Records from a dataset:
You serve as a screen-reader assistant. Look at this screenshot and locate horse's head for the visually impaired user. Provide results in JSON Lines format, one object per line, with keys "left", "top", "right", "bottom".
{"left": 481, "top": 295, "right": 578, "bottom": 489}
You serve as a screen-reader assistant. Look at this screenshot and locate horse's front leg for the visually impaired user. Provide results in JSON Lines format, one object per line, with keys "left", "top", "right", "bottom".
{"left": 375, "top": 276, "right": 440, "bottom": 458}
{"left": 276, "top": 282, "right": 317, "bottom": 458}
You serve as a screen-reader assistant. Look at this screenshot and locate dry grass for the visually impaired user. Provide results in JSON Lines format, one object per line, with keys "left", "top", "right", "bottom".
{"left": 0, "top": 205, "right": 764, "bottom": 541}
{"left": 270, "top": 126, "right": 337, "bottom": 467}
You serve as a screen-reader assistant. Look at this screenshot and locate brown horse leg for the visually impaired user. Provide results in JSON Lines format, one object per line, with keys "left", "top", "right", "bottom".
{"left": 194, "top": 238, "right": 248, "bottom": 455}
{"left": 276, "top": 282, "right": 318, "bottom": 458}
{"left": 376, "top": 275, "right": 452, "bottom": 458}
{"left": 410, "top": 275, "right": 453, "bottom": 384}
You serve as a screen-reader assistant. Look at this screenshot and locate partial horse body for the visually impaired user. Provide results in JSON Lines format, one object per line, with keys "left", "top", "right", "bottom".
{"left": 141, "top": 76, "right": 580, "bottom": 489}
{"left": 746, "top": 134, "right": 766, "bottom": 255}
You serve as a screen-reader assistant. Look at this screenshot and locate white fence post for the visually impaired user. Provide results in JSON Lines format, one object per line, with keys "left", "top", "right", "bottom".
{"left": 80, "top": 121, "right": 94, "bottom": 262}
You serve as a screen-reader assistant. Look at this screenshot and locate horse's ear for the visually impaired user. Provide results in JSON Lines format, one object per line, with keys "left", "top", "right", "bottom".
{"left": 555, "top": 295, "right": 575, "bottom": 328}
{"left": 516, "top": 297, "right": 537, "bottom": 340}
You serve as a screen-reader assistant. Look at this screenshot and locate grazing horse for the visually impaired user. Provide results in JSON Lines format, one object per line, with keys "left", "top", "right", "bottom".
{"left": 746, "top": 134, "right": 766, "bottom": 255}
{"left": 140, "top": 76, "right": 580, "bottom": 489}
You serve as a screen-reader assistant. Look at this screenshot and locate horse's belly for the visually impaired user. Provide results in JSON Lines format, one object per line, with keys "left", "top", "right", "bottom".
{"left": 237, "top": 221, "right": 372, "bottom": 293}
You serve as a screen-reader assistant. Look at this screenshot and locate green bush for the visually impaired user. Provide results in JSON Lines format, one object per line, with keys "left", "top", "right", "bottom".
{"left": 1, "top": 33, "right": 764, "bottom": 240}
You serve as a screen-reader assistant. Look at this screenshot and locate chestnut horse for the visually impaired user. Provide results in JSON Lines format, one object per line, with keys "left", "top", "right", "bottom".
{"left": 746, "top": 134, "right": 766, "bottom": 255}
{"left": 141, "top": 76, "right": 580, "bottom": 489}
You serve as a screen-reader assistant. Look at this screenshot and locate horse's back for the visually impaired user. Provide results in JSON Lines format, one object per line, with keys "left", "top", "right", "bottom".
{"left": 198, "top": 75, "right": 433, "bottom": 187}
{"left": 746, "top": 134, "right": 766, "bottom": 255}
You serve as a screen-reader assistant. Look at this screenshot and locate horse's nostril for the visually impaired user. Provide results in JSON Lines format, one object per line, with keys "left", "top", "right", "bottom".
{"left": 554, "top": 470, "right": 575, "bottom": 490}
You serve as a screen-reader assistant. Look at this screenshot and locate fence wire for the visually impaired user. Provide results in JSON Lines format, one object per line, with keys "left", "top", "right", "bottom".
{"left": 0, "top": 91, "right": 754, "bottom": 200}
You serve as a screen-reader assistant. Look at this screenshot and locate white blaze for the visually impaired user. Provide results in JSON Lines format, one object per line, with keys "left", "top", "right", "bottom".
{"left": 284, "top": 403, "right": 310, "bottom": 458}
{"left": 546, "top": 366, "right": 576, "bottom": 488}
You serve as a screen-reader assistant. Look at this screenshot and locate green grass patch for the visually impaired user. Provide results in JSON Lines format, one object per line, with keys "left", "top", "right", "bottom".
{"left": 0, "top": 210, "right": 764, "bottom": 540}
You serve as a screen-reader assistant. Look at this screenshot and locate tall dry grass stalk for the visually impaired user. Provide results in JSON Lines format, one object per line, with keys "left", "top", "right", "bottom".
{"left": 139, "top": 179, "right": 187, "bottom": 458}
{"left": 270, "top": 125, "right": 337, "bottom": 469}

▶ _Work order_: Set down every record once more, exactly as written.

▶ _Task result_:
You serve as a screen-reader assistant. Look at this screenshot and locate horse's head for the visually impaired user. Provide results in JSON Lines format, one object per line, with keys "left", "top", "right", "bottom".
{"left": 481, "top": 295, "right": 578, "bottom": 489}
You serve as a screen-reader assistant. Look at this screenshot and locate horse's front leg for the visually impaired user. Provide results in JSON Lines format, one object per line, with keys "left", "top", "right", "bottom".
{"left": 375, "top": 276, "right": 440, "bottom": 458}
{"left": 276, "top": 282, "right": 317, "bottom": 458}
You serve as a screen-reader assistant. Look at this screenshot and locate dry grass for the visually impaired user. Provide results in JSON Lines format, one object per line, with keys "left", "top", "right", "bottom".
{"left": 0, "top": 205, "right": 764, "bottom": 541}
{"left": 270, "top": 126, "right": 337, "bottom": 467}
You serve as a screen-reader assistant. Look at this screenshot and locate brown horse leg for the visually impaired user. Provide results in JSON Lines format, one object per line, with keys "left", "top", "right", "bottom".
{"left": 194, "top": 238, "right": 248, "bottom": 455}
{"left": 276, "top": 282, "right": 318, "bottom": 458}
{"left": 376, "top": 275, "right": 452, "bottom": 458}
{"left": 410, "top": 275, "right": 453, "bottom": 384}
You serve as a screen-reader assistant. Look at this screenshot and locate partial horse body for the visually impaired user. Provide results in JSON Lines format, one object per line, with keys "left", "top", "right", "bottom".
{"left": 141, "top": 76, "right": 580, "bottom": 489}
{"left": 746, "top": 134, "right": 766, "bottom": 255}
You serve as a screen-reader assistant. Look at this screenshot and locate white fence post for the visually impaired user. Provide results in JSON Lines format, one object per line, with keys "left", "top", "right", "bottom".
{"left": 80, "top": 121, "right": 94, "bottom": 262}
You serve as a screen-reader assistant. Look at this screenshot and locate horse's ear for the visually impaired user. Provide results in JSON Lines format, one object per line, with keys "left", "top", "right", "bottom".
{"left": 555, "top": 295, "right": 575, "bottom": 328}
{"left": 516, "top": 297, "right": 537, "bottom": 340}
You serve as a screen-reader assistant. Look at this screenshot and locate grazing horse for the visually impaired user. Provide results in JSON Lines format, one object per line, with keys "left", "top", "right", "bottom".
{"left": 746, "top": 134, "right": 766, "bottom": 255}
{"left": 140, "top": 76, "right": 580, "bottom": 489}
You serve as a screen-reader assistant. Look at this screenshot and locate horse's belly for the visually impaired user. Provide results in JSON Lines format, one object per line, with keys "left", "top", "right", "bottom".
{"left": 237, "top": 221, "right": 372, "bottom": 293}
You serve as a screen-reader assistant. Look at this screenshot and locate green bush for the visually impaired user. Provide results in JSON Lines format, one object per line, with keys "left", "top", "right", "bottom".
{"left": 1, "top": 33, "right": 764, "bottom": 240}
You serve as a screen-reader assistant. Look at this screenshot and locate chestnut horse for the visually impaired user. Provide results in JSON Lines format, one object per line, with keys "left", "top", "right", "bottom".
{"left": 746, "top": 134, "right": 766, "bottom": 255}
{"left": 141, "top": 76, "right": 580, "bottom": 489}
You serve as a screen-reader assistant. Look at this screenshot and locate horse's back for the visually impaired user. Provide results in JSON Lines format, one object per line, with keys "left", "top", "right", "bottom".
{"left": 198, "top": 75, "right": 433, "bottom": 187}
{"left": 746, "top": 134, "right": 766, "bottom": 255}
You serve as a screen-reader assistant. Look at this screenshot and locate horse's nostril for the visually impaired user. Provide results in JSON Lines format, one object per line, with keys "left", "top", "right", "bottom".
{"left": 554, "top": 470, "right": 575, "bottom": 490}
You serve as a screen-reader assistant. Look at this screenshot and locate fence wire for the visually impaired user. Provide results in JSON Lines format, one object per line, with keys "left", "top", "right", "bottom".
{"left": 0, "top": 91, "right": 754, "bottom": 200}
You serve as a screen-reader assistant. Look at this screenshot and locate white blaze for the visually impaired user. Provide results in JSON Lines format, one object per line, with keys "left", "top", "right", "bottom".
{"left": 284, "top": 403, "right": 310, "bottom": 458}
{"left": 546, "top": 366, "right": 576, "bottom": 488}
You serve as a screen-reader assistant. Look at this screenshot and locate green grass patch for the visually impaired user. Provide results in JSON Lines format, one object per line, with keys "left", "top", "right", "bottom".
{"left": 0, "top": 210, "right": 764, "bottom": 540}
You serve as a screen-reader assistant. Look at this screenshot and locate tall dry grass stalk for the visually impaired user. Provide results in JSON Lines format, one object per line, with keys "left", "top", "right", "bottom".
{"left": 139, "top": 179, "right": 187, "bottom": 458}
{"left": 270, "top": 125, "right": 337, "bottom": 469}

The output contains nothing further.